### ENTRIES PROVIDED
------------

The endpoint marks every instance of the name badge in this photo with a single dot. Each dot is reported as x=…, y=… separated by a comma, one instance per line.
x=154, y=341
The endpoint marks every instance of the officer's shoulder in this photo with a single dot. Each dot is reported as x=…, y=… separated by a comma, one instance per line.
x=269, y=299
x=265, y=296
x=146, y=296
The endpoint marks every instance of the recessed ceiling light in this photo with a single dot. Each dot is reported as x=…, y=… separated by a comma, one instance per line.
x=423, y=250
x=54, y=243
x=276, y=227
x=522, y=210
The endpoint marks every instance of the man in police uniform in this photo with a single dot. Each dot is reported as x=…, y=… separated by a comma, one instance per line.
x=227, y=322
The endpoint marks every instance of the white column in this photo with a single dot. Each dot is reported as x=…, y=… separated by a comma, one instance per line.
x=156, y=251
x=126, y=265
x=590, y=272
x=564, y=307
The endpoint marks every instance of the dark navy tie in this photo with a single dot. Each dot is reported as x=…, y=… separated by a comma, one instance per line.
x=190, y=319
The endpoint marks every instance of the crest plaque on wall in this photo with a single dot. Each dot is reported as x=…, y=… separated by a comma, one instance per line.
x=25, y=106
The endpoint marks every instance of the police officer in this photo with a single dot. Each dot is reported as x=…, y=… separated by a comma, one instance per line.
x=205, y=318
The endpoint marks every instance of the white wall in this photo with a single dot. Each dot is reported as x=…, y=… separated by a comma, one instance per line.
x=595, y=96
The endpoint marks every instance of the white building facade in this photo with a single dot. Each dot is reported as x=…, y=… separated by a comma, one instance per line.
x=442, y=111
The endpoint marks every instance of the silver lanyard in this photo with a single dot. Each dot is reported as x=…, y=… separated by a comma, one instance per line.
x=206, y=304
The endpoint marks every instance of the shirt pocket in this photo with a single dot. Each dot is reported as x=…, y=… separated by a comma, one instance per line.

------------

### WORK TO BE COMPLETED
Exactly the lines from the one containing "The endpoint marks every instance of the silver" through the final line of the records must appear in your reply, and no others.

### SOLUTION TO THIS EXERCISE
The endpoint marks every instance of the silver lanyard in this photo with a single dot. Each dot is reported as x=…, y=… separated by a comma, one instance per line.
x=206, y=304
The endpoint marks every instance of the shirt pocket in this photo with a single dot. Each dot is reported as x=…, y=… separated by a comma, one instance per line.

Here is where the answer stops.